**** The data
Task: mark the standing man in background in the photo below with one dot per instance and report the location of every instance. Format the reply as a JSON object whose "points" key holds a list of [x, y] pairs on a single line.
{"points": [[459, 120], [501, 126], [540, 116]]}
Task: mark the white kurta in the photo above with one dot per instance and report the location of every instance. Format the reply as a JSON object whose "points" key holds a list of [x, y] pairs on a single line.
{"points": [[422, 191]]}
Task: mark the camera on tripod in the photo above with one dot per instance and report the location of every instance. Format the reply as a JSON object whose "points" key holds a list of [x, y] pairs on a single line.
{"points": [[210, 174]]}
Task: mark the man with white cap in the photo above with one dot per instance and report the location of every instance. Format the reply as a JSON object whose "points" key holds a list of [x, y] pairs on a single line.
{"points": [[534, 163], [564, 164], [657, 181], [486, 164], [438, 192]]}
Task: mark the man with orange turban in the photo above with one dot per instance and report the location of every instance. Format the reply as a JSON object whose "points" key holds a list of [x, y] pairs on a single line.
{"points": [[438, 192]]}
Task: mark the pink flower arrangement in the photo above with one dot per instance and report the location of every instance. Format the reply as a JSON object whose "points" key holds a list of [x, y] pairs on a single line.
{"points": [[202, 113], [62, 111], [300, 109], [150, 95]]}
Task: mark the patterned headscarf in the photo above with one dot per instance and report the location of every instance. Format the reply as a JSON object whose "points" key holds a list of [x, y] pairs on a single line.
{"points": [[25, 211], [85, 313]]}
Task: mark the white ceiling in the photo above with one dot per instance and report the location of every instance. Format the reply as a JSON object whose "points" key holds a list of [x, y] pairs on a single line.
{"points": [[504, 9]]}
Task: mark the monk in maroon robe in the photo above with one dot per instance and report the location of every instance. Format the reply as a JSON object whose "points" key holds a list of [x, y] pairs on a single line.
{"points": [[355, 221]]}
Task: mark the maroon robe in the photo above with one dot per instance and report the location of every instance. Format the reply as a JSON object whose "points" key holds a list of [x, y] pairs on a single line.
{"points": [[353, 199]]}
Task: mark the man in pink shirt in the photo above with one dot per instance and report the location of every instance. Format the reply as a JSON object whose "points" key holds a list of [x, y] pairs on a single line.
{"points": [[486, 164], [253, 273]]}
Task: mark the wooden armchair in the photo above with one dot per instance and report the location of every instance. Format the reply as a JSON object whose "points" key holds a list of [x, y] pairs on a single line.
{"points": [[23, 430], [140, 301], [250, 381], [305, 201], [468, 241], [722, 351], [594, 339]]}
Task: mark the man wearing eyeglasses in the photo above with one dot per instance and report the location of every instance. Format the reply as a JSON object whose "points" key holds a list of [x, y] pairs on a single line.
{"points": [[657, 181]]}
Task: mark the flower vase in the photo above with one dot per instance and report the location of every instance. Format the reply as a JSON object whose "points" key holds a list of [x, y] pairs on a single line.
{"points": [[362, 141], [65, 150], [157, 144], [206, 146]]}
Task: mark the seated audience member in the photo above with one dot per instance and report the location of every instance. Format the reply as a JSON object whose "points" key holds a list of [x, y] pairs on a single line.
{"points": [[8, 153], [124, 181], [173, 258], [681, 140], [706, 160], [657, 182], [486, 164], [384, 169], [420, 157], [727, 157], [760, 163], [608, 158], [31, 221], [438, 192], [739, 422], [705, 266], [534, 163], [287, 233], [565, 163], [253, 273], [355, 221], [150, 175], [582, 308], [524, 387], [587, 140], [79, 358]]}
********
> _Task item_
Please give each line above again, word for word.

> _Task result_
Task: mark the standing man in background in the photo below with one dot per instance and report the location of every instance. Format the reply as a JSON object whose "points" key holds a list of [x, y] pairs on a single line.
{"points": [[459, 120], [501, 126], [540, 116]]}
Task: mark the white kurta in the photo above with one dot per instance and report the location of every instance. Format the reply as a JSON object whose "points" key holds a list of [x, y] pairs on a single line.
{"points": [[422, 191]]}
Task: mark the camera on tripod in the photo above with one dot per instance and report the location of every instance. Format the reply as a JSON object whose "points" key holds a list of [x, y] pairs on a single line.
{"points": [[210, 174]]}
Task: mark the man with white cap in the photo above with one dot per instance and report the location of every instance. Format the reply as a JSON object whose "points" key holds a list of [x, y] pairs on a single line.
{"points": [[534, 163], [564, 164], [657, 181], [486, 164], [438, 192]]}
Task: mark the man with orange turban in the photo above with one dot per instance and report the location of every instance. Format the reply as a JSON object whose "points" key holds a list of [x, y] pairs on a single line.
{"points": [[438, 192]]}
Task: mark the pink flower arrangement in the photo above with one dot per instance and report the location of every instance. Format the reply as a JSON object whose "points" key holds a list of [x, y] pairs on a single line.
{"points": [[202, 113], [62, 111], [300, 109], [150, 95]]}
Task: mark the patterned headscarf in the photo above with one dot per instance and report the location of every instance. Format the reply as a JSON object whose "points" key holds a list of [x, y] pairs on a single line.
{"points": [[25, 211], [85, 313]]}
Task: mark the white ceiling in the photo above with one dot per instance and report the location of every instance. Format the reply as a JSON object whose "points" key holds a list of [x, y] pairs on a single line.
{"points": [[504, 9]]}
Task: mark the monk in maroon robe in the photo above with one dot per instance and report the location of every instance. Format the reply as a JSON object whose "points" key holds a list of [x, y] pairs on a single line.
{"points": [[355, 221]]}
Task: mark the maroon robe in the photo above with one dot per instance and report the location of every instance. Format the reply as a JSON object whose "points" key holds a list of [x, y] pairs on a single line.
{"points": [[353, 199]]}
Task: mark the man in pink shirt in the photo above with one dot per instance and report the location of every instance. Format the reply as a JSON object whose "points" key holds a list of [x, y] pairs on a single line.
{"points": [[486, 164], [253, 273]]}
Task: mark the wooden armchair in the photo above with one dot per instance and report the location of every instance. Format the reply as a JSON object whose "points" key holds a list of [x, y] pairs on a single line.
{"points": [[23, 430], [140, 301], [250, 381], [305, 201], [468, 241], [722, 351], [594, 339]]}
Task: mark the man wearing eyeglasses in the photo above with one dot per instance and report the location of every instance. Format the reply as a JSON object whose "points" key holds a list of [x, y] pairs on a single line.
{"points": [[657, 181]]}
Task: mark the flower vase in the photo above with one dot per instance and report the location of every instance. Format the reply as a JSON object whose "points" key holds a list of [x, y] pairs on a single line.
{"points": [[362, 141], [65, 150], [157, 144], [206, 146]]}
Task: mark the seated audience member in the photo above with one dot per instance and report the location of every instance. Format the reply as a JSON object whose "points" key holds a list of [x, y] pairs on a single line.
{"points": [[8, 153], [124, 181], [173, 258], [681, 140], [706, 160], [657, 182], [486, 164], [384, 169], [420, 157], [727, 157], [760, 163], [608, 158], [31, 221], [438, 192], [739, 422], [705, 266], [534, 163], [287, 233], [565, 163], [253, 273], [355, 221], [150, 175], [582, 308], [524, 387], [587, 140], [79, 358]]}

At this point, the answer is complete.